GIVEN PROBLEM 1: In the passage on the facade element, what thickness range is given for the upper waterproofing membrane?
GIVEN PROBLEM 2: Carry on the passage on the facade element from its final sentence.

SELECTED PASSAGE:

Besides, in this application, the outer face 31A, inner face 32A, lower edge 33A, upper edge 34A, left edge 35A and right edge 36A of the assembly of sandwich panels 40A are also referred to, indifferently, as the outer face 31A, inner face 32A, lower edge 33A, etc. . . . of the corresponding facade element.
Here, the edges 33A, 34A, 35A, 36A of the facade element 1A are substantially plane. They are more particularly deprived of fastening means like the rail or lid mentioned above. Such plane edges may be obtained by cutting up longitudinally the sandwich panels located most on the periphery of the facade element 1A.
Remarkably, the facade element 1A further comprises an upper waterproofing membrane 4A that covers up the upper edge 34A of the assembly of sandwich panels 40A (see FIGS. 4 and 6 ). The upper waterproofing membrane 4A may, like here, cover the whole length of the upper edge 34A. This membrane is folded on each side of the upper edge 34A, and thus covers also an upper part of the outer face 31A of the assembly of sandwich panels, and an upper part of its inner face 32A. The upper waterproofing membrane 4A thus extends from the outer face 31A of the assembly 3A of sandwich panels, to the inner face 32A of this assembly.
As can be seen in FIGS. 4 and 6 , the upper waterproofing membrane 4A comprises a left upper overhang 41A extending beyond the left edge 35A of the assembly of sandwich panels 40A, and a right upper overhang 42A extending beyond the right edge 36A of the assembly.
The upper waterproofing membrane 4A, that covers up the upper edge 34A of the assembly of sandwich panels from side to side, prevents efficiently water from seeping into the insulation material 43A of the sandwich panels 40A.
Besides, as it will explained below (when describing a facade 10 obtained by assembling different facade elements of this kind), thanks to the membrane overhangs 41A, 42A mentioned above, two adjacent facade elements can be joined together in a watertight manner, while maintaining a lateral (horizontal) gap between them, which makes the assembling of the facade easier than for a gap-less structure (as it provides a greater freedom regarding the positioning of the facade elements on the building).
Here, the upper waterproofing membrane 4A, is made in one piece. It is flexible and waterproof. It may be made of a waterproof elastomeric material, such as Ethylene Propylene Diene Monomer rubber (usually referred to as “EPDM”). The upper waterproofing membrane 4A may have a thickness comprised between 0.3 and 2 millimeters.

DATASET EXTRACT:
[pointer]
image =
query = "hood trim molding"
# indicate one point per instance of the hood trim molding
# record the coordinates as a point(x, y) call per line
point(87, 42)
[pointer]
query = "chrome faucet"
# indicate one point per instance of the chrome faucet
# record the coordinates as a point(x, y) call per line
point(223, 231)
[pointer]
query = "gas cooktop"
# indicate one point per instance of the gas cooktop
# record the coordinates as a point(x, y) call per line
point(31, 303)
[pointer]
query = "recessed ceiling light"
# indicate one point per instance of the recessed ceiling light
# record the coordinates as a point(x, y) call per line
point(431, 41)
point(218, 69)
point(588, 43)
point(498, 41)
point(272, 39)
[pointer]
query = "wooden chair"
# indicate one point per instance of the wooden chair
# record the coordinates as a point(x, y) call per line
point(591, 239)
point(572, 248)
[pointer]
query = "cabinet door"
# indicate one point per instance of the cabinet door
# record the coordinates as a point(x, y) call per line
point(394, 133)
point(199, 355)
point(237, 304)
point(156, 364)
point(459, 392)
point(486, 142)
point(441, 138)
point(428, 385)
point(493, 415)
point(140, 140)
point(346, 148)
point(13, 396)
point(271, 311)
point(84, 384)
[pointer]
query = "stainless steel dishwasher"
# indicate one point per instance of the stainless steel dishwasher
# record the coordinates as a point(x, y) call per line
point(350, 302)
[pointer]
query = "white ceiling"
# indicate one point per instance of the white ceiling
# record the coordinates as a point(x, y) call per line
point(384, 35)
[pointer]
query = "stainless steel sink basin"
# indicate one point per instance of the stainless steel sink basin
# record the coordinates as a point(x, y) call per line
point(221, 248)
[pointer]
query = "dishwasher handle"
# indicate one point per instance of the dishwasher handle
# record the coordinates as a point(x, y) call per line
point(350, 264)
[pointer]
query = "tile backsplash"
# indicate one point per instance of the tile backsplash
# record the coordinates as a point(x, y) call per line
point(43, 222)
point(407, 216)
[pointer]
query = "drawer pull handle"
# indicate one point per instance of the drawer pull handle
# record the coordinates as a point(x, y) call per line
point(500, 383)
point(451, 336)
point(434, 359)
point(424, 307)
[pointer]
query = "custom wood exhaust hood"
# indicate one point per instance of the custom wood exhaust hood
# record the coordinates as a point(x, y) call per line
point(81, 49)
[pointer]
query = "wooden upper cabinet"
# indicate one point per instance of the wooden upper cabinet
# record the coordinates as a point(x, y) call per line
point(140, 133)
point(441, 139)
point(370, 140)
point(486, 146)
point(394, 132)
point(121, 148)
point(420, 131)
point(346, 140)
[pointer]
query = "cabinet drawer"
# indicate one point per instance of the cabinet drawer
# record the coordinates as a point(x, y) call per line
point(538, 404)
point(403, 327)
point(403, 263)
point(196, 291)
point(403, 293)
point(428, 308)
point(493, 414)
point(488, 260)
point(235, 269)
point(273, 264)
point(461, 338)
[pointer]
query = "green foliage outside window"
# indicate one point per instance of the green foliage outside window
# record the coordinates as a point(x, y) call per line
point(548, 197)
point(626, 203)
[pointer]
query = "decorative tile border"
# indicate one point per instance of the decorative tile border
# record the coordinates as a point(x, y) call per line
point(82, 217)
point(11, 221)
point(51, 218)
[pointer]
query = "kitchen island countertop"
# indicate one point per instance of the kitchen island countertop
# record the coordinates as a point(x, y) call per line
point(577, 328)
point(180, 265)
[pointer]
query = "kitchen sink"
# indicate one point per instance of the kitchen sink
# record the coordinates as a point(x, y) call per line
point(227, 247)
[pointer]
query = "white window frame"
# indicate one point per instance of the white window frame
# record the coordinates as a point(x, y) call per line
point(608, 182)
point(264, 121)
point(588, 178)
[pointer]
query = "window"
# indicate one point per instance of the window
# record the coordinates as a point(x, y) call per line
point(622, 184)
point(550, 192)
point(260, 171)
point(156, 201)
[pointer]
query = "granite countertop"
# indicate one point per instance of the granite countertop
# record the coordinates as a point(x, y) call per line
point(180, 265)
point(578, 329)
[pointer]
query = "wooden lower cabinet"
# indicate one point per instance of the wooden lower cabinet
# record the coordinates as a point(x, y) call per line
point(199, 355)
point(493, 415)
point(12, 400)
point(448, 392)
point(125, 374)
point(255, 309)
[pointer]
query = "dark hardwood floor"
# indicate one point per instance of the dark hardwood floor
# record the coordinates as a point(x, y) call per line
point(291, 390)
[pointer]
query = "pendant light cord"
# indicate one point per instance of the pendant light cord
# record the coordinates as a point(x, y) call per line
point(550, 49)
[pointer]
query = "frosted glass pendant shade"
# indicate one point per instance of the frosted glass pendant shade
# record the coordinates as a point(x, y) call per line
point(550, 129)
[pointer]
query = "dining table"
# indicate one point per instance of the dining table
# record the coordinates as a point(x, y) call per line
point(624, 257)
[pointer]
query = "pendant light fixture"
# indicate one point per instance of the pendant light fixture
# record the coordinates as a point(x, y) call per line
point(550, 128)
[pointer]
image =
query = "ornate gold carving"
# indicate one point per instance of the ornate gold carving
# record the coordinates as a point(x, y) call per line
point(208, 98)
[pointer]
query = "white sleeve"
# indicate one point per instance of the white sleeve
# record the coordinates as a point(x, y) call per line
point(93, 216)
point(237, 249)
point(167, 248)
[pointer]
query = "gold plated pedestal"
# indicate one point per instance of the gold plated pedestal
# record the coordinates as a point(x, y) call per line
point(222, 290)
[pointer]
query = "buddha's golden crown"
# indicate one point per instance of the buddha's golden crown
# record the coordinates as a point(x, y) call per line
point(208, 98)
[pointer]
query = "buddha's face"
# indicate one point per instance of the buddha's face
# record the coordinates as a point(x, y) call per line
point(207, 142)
---
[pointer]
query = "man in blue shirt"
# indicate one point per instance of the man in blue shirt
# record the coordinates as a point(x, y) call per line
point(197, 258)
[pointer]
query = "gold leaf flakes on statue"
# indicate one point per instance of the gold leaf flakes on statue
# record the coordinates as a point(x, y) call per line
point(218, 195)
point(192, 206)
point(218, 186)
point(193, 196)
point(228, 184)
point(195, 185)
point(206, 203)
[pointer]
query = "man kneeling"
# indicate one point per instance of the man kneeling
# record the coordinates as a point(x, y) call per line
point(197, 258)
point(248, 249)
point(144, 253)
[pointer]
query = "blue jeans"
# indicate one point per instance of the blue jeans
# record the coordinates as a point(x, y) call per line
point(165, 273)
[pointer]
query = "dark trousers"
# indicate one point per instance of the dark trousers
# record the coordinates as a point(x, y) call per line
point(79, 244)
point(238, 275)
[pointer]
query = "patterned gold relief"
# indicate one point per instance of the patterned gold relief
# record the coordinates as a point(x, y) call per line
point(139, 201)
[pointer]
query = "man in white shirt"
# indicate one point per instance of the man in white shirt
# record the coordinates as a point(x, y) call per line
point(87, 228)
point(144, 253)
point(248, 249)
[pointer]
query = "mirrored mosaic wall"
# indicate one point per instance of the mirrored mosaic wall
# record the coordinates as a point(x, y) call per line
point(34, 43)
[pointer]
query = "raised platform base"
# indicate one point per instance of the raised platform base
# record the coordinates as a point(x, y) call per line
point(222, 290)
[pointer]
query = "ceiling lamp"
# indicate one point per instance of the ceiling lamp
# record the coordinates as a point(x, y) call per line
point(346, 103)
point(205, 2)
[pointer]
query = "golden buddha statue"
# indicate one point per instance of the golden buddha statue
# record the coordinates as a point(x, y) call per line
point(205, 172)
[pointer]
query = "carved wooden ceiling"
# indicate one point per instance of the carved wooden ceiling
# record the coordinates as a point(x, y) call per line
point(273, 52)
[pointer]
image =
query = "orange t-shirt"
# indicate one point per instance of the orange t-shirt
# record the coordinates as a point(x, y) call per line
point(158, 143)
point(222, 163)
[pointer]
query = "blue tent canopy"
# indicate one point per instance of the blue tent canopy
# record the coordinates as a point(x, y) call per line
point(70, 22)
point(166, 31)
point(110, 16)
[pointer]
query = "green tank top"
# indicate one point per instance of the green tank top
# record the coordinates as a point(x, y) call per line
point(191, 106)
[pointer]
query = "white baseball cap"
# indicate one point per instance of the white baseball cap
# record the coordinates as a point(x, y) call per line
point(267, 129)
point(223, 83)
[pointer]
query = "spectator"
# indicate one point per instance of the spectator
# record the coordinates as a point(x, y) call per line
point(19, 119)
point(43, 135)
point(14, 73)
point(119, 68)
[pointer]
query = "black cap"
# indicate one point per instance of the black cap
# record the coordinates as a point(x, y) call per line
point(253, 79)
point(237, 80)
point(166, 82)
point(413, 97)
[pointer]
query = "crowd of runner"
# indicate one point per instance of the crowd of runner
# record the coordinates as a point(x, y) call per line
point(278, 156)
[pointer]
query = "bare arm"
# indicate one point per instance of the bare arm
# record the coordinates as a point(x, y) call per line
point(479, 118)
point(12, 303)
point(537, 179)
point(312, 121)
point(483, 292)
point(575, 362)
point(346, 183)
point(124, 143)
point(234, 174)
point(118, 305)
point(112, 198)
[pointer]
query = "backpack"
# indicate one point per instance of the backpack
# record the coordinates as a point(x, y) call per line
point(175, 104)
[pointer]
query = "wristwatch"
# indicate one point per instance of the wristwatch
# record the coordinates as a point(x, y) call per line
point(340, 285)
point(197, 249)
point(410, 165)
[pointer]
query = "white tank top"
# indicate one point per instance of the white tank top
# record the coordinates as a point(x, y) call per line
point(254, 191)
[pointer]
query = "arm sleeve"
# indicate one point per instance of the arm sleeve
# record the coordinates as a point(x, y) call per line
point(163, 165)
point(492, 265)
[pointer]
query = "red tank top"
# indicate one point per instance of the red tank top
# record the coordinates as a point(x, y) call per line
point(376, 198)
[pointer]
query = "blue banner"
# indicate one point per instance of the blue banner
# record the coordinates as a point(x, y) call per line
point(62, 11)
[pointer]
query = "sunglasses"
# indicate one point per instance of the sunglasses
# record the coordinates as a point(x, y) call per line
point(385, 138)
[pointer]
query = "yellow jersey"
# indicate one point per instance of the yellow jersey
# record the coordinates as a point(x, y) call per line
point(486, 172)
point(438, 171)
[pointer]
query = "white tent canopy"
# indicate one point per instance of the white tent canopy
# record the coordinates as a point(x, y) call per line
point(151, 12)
...
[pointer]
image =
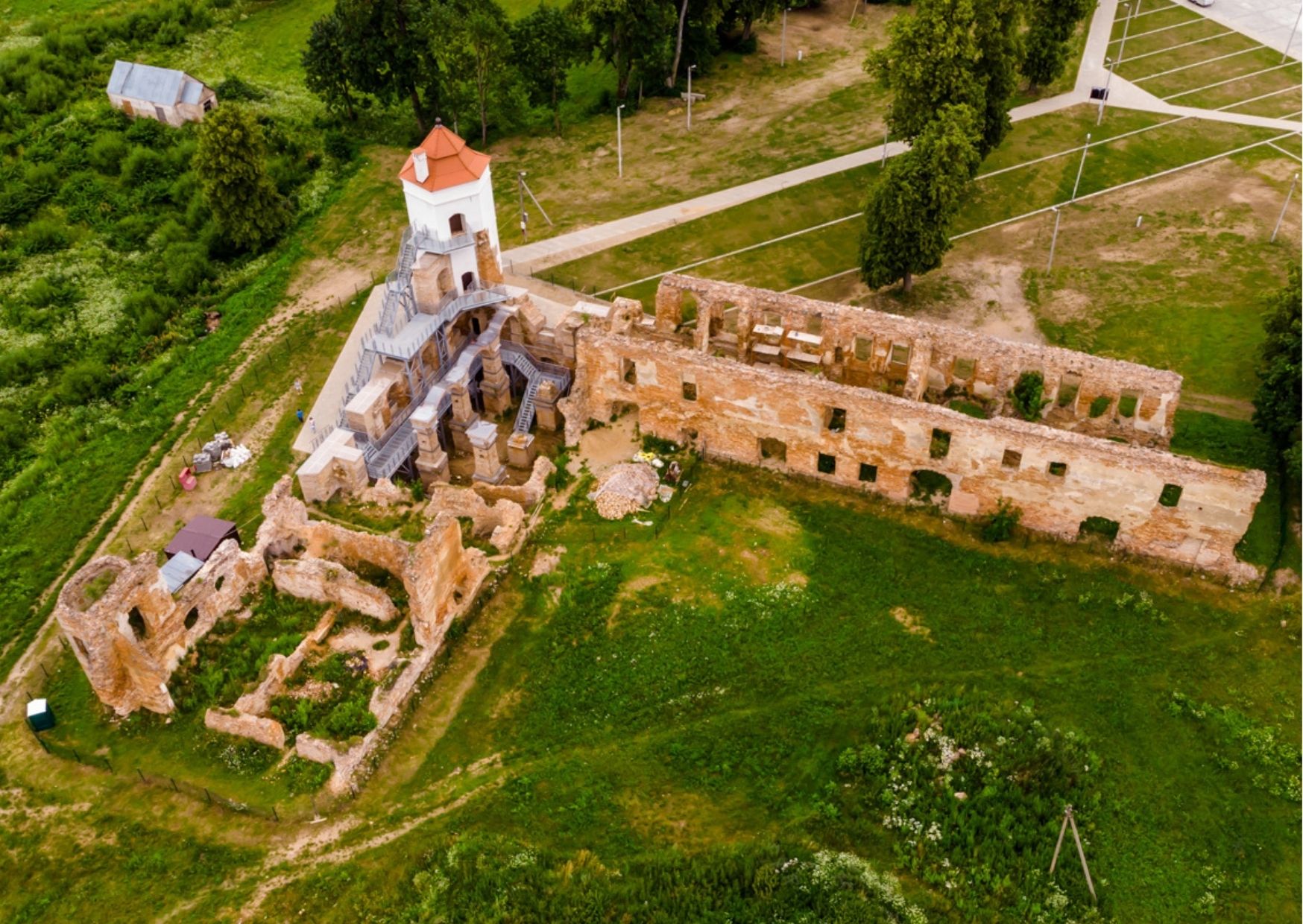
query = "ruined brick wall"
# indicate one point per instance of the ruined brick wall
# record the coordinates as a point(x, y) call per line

EXERCISE ANSWER 1: Between 0.3 and 2 millimeters.

EXERCISE ANSWER 2:
The left upper overhang 41A may extend, beyond the left edge 35A of the assembly of sandwich panels 40A, over a length comprised between 1 and 7 centimeters, for instance greater than 3 centimeters. The right upper overhang 42A may extend also, beyond the right edge 36 of the assembly of sandwich panels 40, over a length comprised between 1 and 7 centimeters, for instance greater than 3 centimeters. Here, the left and right upper overhangs 41A, 42A have the same length l.
To fix the upper waterproofing membrane 4A on the assembly of sandwich panels 40A, a part of the upper waterproofing membrane 4A may be pressed against the inner face 32A of the assembly by the upper metallic section 22A of the metal framework 2A. In other words, the upper waterproofing membrane 4A may be sandwiched between the upper metallic section 22A and the inner face 32A of the assembly of sandwiched panels 40A, all along the upper metallic section 22A. Fixing the membrane on the assembly of sandwiched panels in this way is fast, convenient, and cost-effective.
The upper waterproofing membrane 4A is further fixed on the assembly of sandwich panels 40A by gluing: the upper waterproofing membrane 4A is glued both on the upper part of the outer face 31A, and on the upper part of the inner face 32A of the facade element 1A.
The facade element 1A comprises also a lower waterproofing membrane 5A, that extends along the lower edge 33A of the assembly of sandwich panels 40A, on the inner face 32A of this assembly. As can be seen in FIGS. 5 and 7 , the lower waterproofing membrane 5A comprises:
    • a left lower overhang 51A extending beyond the left edge 35A of the assembly,
    • a right lower overhang 52A extending beyond the right edge 36A of the assembly, and
    • a flap 53A extending beyond the lower edge 33A of the assembly.
Here, the lower waterproofing membrane 5A is made in one piece. In other words, here, the flap 53A and the left and right lower overhangs 51A and 52A designate different parts (extending beyond different edges of the assembly) of the same waterproofing membrane 5A or, in other words, of the same waterproof and flexible sheet.
The lower waterproofing membrane 5A is flexible and waterproof. It may be made of a waterproof elastomeric material, such as Ethylene Propylene Diene Monomer rubber (usually referred to as “EPDM”). It may be of a material similar or identical to the one of the upper waterproofing membrane 34A. The lower waterproofing membrane 35A may have, like the upper waterproofing membrane, a thickness comprised between 0.3 and 2 millimeters.
To fix the lower waterproofing membrane 5A on the assembly of sandwich panels 40A, a part of the lower waterproofing membrane 5A may be pressed against the inner face 32A of the assembly by the lower metallic section 21A of the metal framework 2A. In other words, the lower waterproofing membrane 5A may be sandwiched between the lower metallic section 21A and the inner face 32A of the assembly of sandwiched panels 40A. The lower waterproofing membrane 5A is further fixed on the assembly of sandwich panels 40A by gluing it against the lower part of the inner face 31A of the sandwich panel.
The flap 53A extends beyond the lower edge 33A of the assembly of sandwich panels, over a distance d higher than or equal to the thickness t of the lower edge 33A of the assembly of sandwich panels.
In other words, the ratio between the distance d of the flap 53A and the thickness t of the lower edge 33A of the assembly of sandwich panels is higher than 1. Preferably this ratio is lower than 3.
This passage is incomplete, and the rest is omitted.